Extract the final stretch of the data: the line that contains "Where can the tree be" and every line after it, unaltered, and no other lines.

[Start]

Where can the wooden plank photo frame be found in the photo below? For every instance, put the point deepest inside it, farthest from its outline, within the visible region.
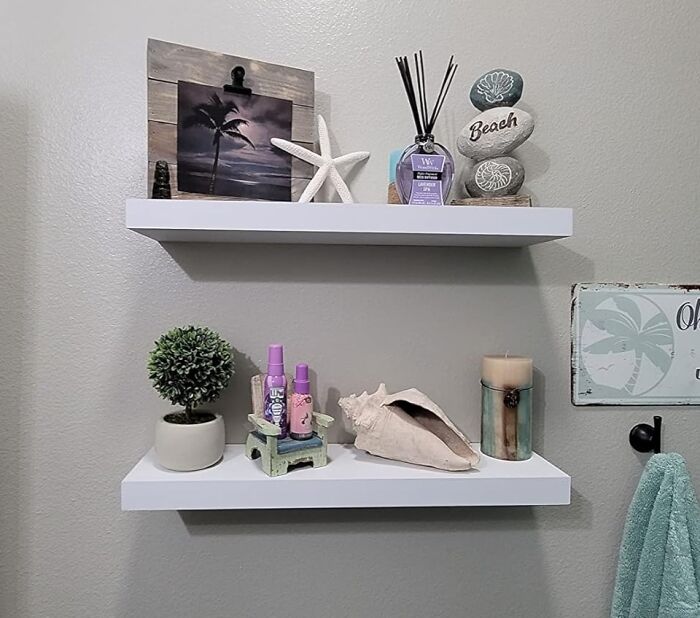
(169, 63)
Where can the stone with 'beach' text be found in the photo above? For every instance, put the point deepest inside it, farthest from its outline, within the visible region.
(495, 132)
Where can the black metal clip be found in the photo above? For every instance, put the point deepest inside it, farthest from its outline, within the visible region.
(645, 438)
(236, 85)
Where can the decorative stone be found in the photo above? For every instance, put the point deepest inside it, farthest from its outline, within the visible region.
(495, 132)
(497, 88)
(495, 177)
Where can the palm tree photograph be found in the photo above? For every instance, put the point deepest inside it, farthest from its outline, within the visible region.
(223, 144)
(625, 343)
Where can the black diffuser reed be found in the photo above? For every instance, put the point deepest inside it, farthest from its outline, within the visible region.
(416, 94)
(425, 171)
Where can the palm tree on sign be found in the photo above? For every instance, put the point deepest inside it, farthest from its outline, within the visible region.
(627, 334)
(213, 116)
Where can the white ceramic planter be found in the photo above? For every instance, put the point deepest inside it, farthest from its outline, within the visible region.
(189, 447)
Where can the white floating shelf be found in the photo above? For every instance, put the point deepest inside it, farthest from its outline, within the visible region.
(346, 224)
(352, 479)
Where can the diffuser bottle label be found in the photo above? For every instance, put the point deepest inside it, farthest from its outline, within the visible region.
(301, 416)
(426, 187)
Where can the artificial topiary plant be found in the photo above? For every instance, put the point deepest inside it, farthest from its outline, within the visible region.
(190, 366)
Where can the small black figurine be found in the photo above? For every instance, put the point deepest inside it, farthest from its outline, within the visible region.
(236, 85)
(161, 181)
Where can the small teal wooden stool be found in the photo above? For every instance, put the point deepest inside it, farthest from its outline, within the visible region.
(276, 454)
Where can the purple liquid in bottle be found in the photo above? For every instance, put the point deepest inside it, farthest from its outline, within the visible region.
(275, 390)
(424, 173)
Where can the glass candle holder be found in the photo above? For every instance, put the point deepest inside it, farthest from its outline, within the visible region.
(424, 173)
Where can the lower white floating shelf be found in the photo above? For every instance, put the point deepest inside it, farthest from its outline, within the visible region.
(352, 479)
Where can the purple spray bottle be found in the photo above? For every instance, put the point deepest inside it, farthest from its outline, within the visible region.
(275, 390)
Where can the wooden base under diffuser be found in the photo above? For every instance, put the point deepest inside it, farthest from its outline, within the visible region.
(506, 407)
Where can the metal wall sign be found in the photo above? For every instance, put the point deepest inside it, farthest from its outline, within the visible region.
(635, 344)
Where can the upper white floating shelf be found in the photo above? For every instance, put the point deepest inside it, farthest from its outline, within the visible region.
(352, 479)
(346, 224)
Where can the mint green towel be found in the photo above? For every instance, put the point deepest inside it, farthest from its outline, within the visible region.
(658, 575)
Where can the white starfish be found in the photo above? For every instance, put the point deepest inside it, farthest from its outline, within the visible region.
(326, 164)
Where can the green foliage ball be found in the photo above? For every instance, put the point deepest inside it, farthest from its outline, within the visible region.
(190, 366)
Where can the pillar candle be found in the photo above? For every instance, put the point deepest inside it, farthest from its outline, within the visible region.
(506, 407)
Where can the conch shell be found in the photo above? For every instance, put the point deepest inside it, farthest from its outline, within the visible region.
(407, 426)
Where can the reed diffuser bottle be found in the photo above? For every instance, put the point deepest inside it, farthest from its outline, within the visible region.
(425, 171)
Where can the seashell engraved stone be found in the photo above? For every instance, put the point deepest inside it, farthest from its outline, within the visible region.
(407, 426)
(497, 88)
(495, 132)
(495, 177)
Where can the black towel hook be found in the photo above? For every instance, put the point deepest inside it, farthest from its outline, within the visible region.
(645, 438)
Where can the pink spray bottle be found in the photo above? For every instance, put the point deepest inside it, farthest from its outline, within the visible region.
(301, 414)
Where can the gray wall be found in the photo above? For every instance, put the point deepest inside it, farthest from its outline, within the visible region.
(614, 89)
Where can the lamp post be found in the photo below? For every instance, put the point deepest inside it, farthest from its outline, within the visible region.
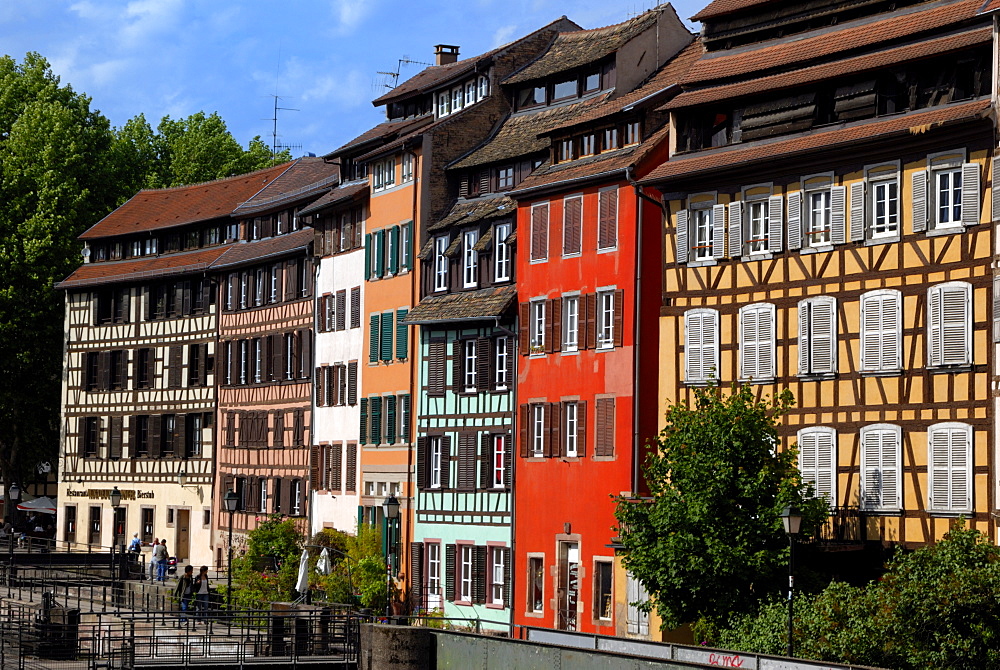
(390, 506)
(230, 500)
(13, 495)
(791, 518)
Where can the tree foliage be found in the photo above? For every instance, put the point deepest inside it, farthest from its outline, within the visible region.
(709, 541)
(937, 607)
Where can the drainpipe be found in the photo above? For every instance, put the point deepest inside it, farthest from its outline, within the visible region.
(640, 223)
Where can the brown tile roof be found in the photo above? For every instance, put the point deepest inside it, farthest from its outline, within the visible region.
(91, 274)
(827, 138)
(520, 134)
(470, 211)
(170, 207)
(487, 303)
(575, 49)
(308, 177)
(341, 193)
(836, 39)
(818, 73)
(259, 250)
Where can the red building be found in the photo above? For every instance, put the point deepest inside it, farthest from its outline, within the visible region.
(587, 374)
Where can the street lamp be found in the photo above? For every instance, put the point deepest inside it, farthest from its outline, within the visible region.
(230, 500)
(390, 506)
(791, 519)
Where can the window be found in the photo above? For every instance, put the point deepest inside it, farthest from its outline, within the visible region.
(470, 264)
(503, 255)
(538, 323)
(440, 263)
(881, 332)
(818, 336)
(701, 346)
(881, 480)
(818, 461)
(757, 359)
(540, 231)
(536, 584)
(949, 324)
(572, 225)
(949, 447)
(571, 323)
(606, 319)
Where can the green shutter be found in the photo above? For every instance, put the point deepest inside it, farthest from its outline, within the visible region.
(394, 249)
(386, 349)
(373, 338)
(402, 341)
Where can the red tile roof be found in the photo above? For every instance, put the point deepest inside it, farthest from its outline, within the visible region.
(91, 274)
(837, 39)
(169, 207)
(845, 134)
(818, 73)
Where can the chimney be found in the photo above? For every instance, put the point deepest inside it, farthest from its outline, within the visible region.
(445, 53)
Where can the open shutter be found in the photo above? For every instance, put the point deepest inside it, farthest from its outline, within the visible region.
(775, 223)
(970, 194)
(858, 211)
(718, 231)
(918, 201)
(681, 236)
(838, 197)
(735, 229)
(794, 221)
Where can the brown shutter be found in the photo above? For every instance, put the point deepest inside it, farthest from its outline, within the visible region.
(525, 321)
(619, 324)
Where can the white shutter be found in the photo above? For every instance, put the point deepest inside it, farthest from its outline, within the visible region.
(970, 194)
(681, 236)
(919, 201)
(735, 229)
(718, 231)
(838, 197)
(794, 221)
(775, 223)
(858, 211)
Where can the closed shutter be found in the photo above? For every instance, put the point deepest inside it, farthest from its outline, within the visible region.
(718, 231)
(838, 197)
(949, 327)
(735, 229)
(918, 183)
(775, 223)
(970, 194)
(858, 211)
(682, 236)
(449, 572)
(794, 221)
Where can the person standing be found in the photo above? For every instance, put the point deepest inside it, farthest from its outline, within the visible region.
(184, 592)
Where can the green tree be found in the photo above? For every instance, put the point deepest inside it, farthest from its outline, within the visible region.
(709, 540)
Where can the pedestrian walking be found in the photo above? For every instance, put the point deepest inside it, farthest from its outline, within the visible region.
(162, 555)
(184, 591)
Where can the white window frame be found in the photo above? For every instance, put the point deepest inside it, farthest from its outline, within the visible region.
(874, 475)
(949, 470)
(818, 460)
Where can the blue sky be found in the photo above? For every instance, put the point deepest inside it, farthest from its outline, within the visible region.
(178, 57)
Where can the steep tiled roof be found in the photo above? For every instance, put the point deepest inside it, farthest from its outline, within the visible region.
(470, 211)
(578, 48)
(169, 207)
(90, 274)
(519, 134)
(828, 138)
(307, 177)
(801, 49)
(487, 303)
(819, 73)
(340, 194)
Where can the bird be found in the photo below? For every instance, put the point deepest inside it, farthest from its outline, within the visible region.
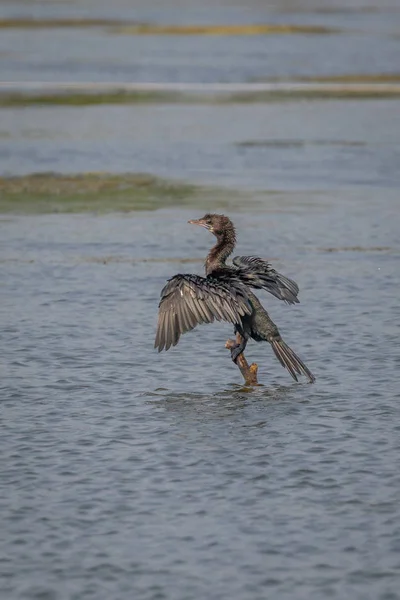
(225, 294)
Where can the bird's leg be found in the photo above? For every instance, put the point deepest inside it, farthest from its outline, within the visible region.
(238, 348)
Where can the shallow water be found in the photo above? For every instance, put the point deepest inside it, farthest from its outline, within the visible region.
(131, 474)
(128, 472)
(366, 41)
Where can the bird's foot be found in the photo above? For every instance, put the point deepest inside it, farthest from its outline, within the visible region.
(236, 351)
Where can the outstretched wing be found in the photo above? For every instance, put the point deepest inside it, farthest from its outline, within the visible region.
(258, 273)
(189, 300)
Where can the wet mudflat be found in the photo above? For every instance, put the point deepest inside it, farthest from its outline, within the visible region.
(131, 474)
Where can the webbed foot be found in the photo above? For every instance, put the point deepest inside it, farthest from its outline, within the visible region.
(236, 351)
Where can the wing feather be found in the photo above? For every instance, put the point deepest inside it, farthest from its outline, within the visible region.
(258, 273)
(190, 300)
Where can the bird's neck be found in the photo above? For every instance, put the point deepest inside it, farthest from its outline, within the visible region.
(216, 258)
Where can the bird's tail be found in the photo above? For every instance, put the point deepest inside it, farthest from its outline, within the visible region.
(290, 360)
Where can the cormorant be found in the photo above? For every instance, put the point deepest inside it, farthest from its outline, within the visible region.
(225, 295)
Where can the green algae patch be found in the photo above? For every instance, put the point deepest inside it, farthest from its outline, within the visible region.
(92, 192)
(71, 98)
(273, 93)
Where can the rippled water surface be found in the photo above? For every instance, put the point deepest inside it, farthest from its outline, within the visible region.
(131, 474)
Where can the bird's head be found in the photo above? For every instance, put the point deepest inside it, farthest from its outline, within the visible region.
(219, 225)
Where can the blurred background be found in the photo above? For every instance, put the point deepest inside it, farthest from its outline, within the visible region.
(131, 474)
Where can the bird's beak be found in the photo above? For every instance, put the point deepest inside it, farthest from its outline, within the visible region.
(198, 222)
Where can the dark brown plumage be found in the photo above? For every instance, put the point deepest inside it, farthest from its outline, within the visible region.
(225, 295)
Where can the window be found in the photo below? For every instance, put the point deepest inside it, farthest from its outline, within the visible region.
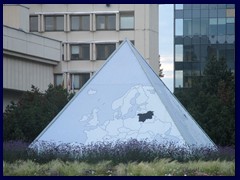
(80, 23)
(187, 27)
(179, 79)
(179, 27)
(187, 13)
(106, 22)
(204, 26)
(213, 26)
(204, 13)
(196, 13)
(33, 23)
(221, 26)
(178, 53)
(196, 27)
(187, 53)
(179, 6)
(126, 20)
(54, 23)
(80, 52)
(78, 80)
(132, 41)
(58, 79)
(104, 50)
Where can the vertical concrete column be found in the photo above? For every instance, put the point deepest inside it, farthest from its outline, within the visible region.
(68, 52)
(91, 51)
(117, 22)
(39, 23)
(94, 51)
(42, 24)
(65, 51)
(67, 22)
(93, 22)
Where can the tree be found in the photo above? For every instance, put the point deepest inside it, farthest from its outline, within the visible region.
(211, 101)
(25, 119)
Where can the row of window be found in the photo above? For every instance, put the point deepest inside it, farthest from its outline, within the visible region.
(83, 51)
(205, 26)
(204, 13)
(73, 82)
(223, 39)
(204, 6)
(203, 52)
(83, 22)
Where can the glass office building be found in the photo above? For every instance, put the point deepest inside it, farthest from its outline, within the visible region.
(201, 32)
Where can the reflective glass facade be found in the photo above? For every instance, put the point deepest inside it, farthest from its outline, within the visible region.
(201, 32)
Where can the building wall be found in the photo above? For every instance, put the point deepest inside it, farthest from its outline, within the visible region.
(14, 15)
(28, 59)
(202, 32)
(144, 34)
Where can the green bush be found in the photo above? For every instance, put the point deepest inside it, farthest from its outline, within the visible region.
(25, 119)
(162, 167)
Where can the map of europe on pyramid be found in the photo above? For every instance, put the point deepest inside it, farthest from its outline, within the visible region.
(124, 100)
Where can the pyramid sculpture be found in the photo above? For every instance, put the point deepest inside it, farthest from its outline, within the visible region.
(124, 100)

[End]

WRITTEN ANSWER:
Where can the tree be found in the photo above? For every instance, put the point deepest inside it, farthest from its outline, within the visible region.
(211, 101)
(25, 119)
Where can the row of window be found in the photo above? For every instance, put the point deepest inside it, farthest from its outline, within the visible region.
(83, 51)
(205, 26)
(204, 13)
(73, 82)
(223, 39)
(204, 6)
(203, 52)
(83, 22)
Where can the glass office building be found in the photo above? For every instance, put the point deepest inside it, farthest from its outline, within the visible region.
(201, 32)
Where can the reflective glass facade be found in the photo above? For every instance, put the point deepest inside it, farthest from its outline, within the visible region.
(201, 32)
Where can the building wall be found in the photo above? For every instance, put the point deepest inside it, farthest from its outline, within the visible region.
(14, 15)
(28, 59)
(202, 32)
(144, 34)
Where can the green bush be found in the photo above? For every instance, put the point deepest inside it, farthest from its outline, within the visible region.
(25, 119)
(162, 167)
Where can the map of europe on pyramid be found in the photo above? For every instance, put the point deepest inside it, farthest from its outline, within the visible region.
(124, 100)
Where can the pyramid sculpture be found in the photo above? For every instance, put the point deepest inside it, farthest from its outline, within the visible region.
(124, 100)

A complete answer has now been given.